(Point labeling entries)
------
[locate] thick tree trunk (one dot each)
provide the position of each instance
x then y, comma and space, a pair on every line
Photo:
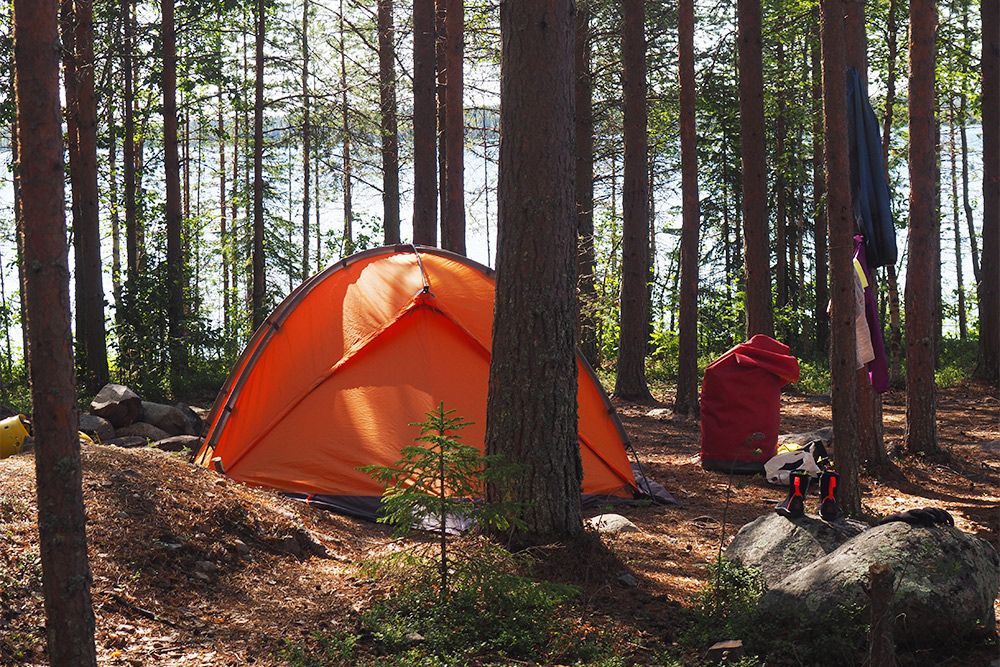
756, 260
531, 413
988, 366
840, 221
686, 401
892, 286
81, 116
390, 130
584, 93
259, 280
924, 250
424, 126
630, 380
66, 577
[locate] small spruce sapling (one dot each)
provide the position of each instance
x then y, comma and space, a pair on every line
438, 478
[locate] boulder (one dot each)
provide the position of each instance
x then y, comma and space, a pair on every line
178, 443
98, 428
128, 441
118, 404
947, 582
612, 523
824, 435
143, 430
195, 423
778, 546
165, 417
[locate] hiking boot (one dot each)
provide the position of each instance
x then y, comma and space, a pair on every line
794, 505
829, 489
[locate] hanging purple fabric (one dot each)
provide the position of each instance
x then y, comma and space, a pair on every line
878, 370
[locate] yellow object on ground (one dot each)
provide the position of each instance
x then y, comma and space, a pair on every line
13, 431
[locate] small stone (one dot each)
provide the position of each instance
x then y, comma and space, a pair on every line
627, 580
729, 651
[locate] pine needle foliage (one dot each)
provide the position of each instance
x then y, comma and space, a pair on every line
439, 482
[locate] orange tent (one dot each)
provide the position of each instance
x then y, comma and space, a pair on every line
335, 375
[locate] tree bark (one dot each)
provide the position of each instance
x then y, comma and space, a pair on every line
686, 400
531, 413
963, 328
988, 365
306, 142
424, 126
840, 221
81, 122
259, 280
780, 190
390, 129
66, 577
630, 380
756, 262
924, 243
820, 315
453, 185
345, 128
171, 175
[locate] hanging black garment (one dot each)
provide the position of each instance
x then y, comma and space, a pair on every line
869, 189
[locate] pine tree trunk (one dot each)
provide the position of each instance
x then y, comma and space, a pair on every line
820, 232
390, 131
306, 143
988, 365
531, 415
686, 401
171, 169
424, 126
840, 221
630, 380
780, 193
66, 576
963, 329
259, 281
128, 150
921, 393
756, 261
453, 187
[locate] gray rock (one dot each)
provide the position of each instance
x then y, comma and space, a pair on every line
825, 435
143, 430
612, 523
165, 417
128, 441
947, 582
778, 546
118, 404
195, 424
178, 443
98, 428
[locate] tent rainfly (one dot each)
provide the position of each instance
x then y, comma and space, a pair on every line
334, 377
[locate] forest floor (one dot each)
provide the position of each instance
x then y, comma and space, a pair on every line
174, 585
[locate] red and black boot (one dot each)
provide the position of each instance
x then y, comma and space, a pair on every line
794, 505
829, 490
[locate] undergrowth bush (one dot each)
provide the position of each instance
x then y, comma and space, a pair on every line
493, 615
------
— TASK DETAILS —
Turn every line of the entries above into a JSON list of strings, one string per line, skipping blank lines. Leave the pictures out of your answer.

— RESPONSE TO THE TASK —
[
  "[locate] thick tree trunk (one dot each)",
  "provide the position of each instance",
  "x then y, comma and space, a pair on every line",
  "Photo:",
  "756, 260",
  "531, 413",
  "988, 366",
  "840, 221",
  "686, 401",
  "892, 286",
  "81, 116",
  "390, 130",
  "584, 93",
  "259, 280",
  "924, 250",
  "424, 126",
  "630, 380",
  "66, 577",
  "[locate] small spruce sapling (one dot each)",
  "provide the position of each instance",
  "x then y, comma and space, a pair on every line",
  "438, 478",
  "[locate] boulder (one dot each)",
  "provide the position of each instance",
  "x then y, comma and space, a pair on every line",
  "178, 443",
  "98, 428",
  "128, 441",
  "118, 404",
  "947, 582",
  "612, 523",
  "824, 435",
  "143, 430",
  "195, 423",
  "778, 546",
  "165, 417",
  "[locate] hiking boot (one dot each)",
  "provide the position of each instance",
  "x then y, comma and space, a pair on every line",
  "794, 505",
  "829, 489",
  "[locate] hanging purple fabric (one dot each)",
  "provide the position of each instance",
  "x then y, comma and space, a pair on every line",
  "878, 370",
  "[locate] yellow object on ground (one dot each)",
  "provide the position of each instance",
  "x then y, comma and space, a pair on every line",
  "13, 431",
  "[locate] small stone (one dot each)",
  "provide the position of each instance",
  "x then y, comma and space, a pair on every line",
  "627, 580",
  "729, 651",
  "[locate] pine needle foliage (one dot each)",
  "provide the position of each instance",
  "x then y, comma and space, a pair on every line",
  "439, 482",
  "[locate] orange tent (one dot each)",
  "provide the position of each instance",
  "x then y, comma and space, a pair on every line",
  "335, 375",
  "[locate] tree bark (one dot each)",
  "provide the position of each instance",
  "x then y, comma and space, a pair on every line",
  "686, 400",
  "531, 413",
  "963, 328",
  "988, 365",
  "306, 142",
  "424, 126",
  "840, 221",
  "81, 122",
  "259, 280",
  "780, 190",
  "390, 129",
  "66, 577",
  "630, 380",
  "756, 262",
  "924, 243",
  "820, 315",
  "453, 185",
  "345, 128",
  "171, 175",
  "[locate] hanging black garment (one dot each)",
  "provide the position of each instance",
  "x then y, comma and space, a pair on every line",
  "869, 189",
  "[locate] pine tree trunk (one dot each)",
  "provide the position of each instance",
  "x then y, comma and space, a pair on every line",
  "820, 232",
  "390, 131",
  "306, 143",
  "988, 365",
  "531, 415",
  "686, 401",
  "171, 169",
  "424, 126",
  "840, 221",
  "630, 380",
  "780, 193",
  "66, 576",
  "963, 329",
  "259, 281",
  "128, 150",
  "921, 393",
  "756, 261",
  "453, 187",
  "[locate] gray rock (one dot each)",
  "provide the position of each instance",
  "x then y, comma and space, a pair on every line",
  "825, 435",
  "143, 430",
  "612, 523",
  "165, 417",
  "128, 441",
  "947, 582",
  "778, 546",
  "118, 404",
  "195, 424",
  "178, 443",
  "98, 428",
  "[locate] tent rainfly (one dot each)",
  "provide the position of each instance",
  "x then y, comma and space, a pair on every line",
  "334, 377",
  "[locate] forest floor (one dot each)",
  "provide the position of each instance",
  "x then y, comma and space, a pair on every line",
  "174, 585",
  "[locate] red and black boot (one dot each)",
  "provide the position of each instance",
  "x then y, comma and space, a pair on every line",
  "794, 505",
  "829, 490",
  "[locate] undergrowth bush (one dot each)",
  "provide the position of each instance",
  "x then y, comma and space, a pair on every line",
  "493, 615"
]